___ Records for the exercise

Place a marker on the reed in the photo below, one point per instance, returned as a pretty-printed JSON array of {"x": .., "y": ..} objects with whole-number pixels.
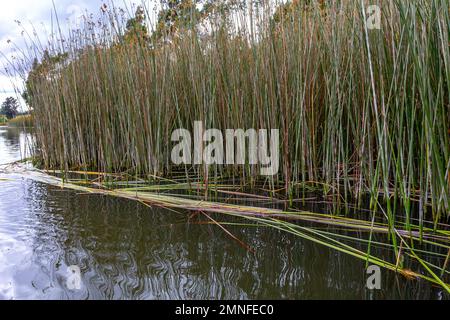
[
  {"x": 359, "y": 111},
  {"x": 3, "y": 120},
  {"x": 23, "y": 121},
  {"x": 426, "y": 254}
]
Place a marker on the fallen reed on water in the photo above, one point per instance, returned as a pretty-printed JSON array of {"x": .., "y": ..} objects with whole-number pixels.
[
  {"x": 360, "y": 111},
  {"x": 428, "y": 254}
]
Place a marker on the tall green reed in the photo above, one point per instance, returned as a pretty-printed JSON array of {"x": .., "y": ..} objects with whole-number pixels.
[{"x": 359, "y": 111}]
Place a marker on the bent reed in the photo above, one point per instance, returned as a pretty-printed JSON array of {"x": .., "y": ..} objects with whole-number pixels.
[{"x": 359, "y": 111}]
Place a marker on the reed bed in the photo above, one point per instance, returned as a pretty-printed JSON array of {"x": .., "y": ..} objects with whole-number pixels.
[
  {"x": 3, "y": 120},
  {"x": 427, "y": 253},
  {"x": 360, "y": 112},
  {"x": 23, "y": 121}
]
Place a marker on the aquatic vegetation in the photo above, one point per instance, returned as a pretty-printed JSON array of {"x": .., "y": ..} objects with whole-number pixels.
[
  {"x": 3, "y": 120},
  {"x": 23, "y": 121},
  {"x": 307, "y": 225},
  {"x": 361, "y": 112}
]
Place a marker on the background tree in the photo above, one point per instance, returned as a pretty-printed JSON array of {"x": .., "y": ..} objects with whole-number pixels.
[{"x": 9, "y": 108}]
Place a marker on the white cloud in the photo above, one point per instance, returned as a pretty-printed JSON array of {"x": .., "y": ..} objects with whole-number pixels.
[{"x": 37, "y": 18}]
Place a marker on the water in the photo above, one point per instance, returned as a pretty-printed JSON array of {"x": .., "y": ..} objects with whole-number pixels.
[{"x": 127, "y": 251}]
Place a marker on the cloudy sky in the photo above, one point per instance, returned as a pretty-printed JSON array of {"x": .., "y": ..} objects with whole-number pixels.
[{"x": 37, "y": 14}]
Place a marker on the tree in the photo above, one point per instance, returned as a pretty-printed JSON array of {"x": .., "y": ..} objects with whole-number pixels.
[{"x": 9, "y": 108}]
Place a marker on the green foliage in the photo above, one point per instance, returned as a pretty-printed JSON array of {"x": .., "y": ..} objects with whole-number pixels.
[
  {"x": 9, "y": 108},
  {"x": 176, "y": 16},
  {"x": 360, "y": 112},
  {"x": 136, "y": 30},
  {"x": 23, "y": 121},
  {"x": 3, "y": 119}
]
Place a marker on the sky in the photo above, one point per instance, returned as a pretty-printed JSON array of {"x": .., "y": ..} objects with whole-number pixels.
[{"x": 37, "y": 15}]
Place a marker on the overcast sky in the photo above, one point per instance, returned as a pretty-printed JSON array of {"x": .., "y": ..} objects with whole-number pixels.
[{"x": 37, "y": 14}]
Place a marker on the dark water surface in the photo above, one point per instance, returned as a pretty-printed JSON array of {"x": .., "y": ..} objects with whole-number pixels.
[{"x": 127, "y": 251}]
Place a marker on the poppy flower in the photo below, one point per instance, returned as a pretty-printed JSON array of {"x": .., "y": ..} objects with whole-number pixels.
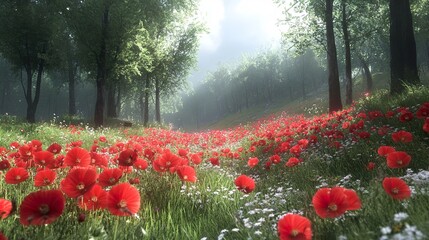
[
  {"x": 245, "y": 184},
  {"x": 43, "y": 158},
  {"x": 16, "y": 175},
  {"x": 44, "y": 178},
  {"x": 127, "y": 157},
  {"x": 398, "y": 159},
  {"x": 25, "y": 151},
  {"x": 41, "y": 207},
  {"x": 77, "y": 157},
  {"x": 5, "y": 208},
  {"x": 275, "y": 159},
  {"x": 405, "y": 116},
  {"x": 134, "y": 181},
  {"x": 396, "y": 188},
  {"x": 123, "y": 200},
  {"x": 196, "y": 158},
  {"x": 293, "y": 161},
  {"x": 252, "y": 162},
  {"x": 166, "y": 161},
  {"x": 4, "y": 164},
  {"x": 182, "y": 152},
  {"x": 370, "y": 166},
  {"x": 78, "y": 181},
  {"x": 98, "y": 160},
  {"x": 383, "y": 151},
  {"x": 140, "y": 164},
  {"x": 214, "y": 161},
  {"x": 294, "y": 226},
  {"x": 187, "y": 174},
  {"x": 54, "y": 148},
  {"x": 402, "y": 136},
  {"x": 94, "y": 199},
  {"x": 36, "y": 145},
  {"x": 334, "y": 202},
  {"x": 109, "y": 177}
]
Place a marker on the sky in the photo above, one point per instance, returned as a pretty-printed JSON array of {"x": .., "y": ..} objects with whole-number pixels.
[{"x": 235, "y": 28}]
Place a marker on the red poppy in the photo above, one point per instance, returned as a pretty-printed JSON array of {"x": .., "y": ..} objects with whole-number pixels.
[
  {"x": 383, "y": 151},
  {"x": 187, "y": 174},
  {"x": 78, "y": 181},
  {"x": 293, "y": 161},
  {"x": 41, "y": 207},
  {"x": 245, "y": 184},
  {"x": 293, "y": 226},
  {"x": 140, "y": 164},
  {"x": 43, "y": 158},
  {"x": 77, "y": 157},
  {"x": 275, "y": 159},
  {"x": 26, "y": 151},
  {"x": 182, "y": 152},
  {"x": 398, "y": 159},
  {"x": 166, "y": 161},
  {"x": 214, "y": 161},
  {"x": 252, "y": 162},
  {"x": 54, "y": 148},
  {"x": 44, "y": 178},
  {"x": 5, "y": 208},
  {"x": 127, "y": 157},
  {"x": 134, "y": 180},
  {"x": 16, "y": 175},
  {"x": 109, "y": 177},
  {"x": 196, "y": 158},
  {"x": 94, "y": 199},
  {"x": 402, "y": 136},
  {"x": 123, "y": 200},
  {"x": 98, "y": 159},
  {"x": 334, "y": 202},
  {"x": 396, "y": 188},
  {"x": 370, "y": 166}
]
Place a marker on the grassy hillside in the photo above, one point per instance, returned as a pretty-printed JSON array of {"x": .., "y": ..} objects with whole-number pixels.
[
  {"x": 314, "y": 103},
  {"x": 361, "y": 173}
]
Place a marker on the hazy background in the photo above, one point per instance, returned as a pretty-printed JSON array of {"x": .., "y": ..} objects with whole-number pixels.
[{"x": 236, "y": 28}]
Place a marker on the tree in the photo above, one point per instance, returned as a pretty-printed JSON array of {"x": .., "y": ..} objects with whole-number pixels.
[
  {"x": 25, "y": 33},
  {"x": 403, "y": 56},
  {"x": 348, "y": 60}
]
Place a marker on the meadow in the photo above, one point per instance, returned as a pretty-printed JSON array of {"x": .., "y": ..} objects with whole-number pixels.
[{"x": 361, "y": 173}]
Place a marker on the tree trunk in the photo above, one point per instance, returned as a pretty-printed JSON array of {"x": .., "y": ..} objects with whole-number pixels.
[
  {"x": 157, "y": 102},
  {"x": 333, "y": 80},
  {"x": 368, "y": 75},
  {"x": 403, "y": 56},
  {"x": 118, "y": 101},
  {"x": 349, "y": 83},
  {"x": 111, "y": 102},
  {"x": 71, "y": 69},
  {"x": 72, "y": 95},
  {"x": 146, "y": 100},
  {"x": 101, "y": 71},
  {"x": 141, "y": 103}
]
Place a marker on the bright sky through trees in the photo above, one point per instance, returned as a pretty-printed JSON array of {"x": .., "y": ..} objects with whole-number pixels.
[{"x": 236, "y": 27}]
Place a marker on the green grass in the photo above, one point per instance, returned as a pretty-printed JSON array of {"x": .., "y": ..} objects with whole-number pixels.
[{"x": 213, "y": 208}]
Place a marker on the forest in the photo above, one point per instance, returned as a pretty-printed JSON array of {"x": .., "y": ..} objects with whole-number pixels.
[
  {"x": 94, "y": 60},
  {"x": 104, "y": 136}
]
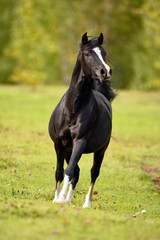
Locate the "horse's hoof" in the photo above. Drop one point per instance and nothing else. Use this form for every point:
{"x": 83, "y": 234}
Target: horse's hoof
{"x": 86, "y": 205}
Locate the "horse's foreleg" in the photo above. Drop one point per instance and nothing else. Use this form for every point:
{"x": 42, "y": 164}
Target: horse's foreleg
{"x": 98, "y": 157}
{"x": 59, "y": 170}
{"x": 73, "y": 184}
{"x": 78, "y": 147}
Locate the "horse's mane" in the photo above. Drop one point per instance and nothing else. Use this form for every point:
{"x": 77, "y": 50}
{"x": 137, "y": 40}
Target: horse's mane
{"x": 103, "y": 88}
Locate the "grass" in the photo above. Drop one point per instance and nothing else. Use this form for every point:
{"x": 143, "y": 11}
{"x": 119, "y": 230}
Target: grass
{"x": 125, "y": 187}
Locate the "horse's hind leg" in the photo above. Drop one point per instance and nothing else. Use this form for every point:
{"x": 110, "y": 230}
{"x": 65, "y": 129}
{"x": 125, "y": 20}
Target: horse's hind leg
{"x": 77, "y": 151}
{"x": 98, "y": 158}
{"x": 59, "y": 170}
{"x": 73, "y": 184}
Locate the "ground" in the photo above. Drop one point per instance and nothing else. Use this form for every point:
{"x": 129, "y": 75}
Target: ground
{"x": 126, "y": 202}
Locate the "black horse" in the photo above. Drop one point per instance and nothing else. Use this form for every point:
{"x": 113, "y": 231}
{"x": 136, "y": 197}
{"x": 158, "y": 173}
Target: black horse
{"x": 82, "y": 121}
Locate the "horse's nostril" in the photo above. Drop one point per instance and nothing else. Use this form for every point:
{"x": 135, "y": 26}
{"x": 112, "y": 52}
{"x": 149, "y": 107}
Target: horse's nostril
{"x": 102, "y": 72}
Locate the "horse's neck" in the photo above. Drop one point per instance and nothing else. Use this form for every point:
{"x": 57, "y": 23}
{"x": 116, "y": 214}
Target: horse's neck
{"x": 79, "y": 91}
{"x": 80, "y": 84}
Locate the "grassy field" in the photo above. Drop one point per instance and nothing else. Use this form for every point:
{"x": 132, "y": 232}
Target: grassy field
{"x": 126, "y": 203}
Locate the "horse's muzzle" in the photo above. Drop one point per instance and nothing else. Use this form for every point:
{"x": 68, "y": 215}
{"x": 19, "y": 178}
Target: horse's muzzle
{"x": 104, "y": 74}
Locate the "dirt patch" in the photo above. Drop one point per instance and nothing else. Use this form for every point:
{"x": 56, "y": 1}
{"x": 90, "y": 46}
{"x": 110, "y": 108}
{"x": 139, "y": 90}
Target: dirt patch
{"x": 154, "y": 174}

______

Show the lines from the data above that contain the string "every".

Locate the "horse's hoof" in the photo above. Drop one point per instance and nothing else. Use this form for every point:
Locate the "horse's foreleg" in the photo above. Drop one point per instance and nothing else. Use this form for every point:
Locate the "horse's mane" in the photo above. Drop one point per instance and nothing else. Use this form for every point:
Locate the "grass" in the photo above. Drop one point per instance and nothing else. Use this form for every point:
Locate the "horse's hind leg" in the photo above. Drop one point per instance and nothing else. Use this form for every point:
Locate the "ground" in the photo above. Drop one point per instance and nothing else. Use this form for every point:
Locate the "black horse" in the photo above. Drop one point per instance and nothing else. Use this form for every point:
Locate the "horse's nostril" in the photo above. Drop one point per instance and nothing else. Use this form for every point:
Locate the "horse's neck" in the photo above. Drop one point per instance and nothing else. Use this form for every point:
Locate the "grassy field" in the photo above. Drop one point per instance and nothing else. Use this form for every point:
Locate the "horse's muzzle" in the photo above. Drop one point per instance and nothing else. Use this form for every point:
Locate the "dirt patch" in the photo above. Drop one point per instance and nothing else. Use this form for every point:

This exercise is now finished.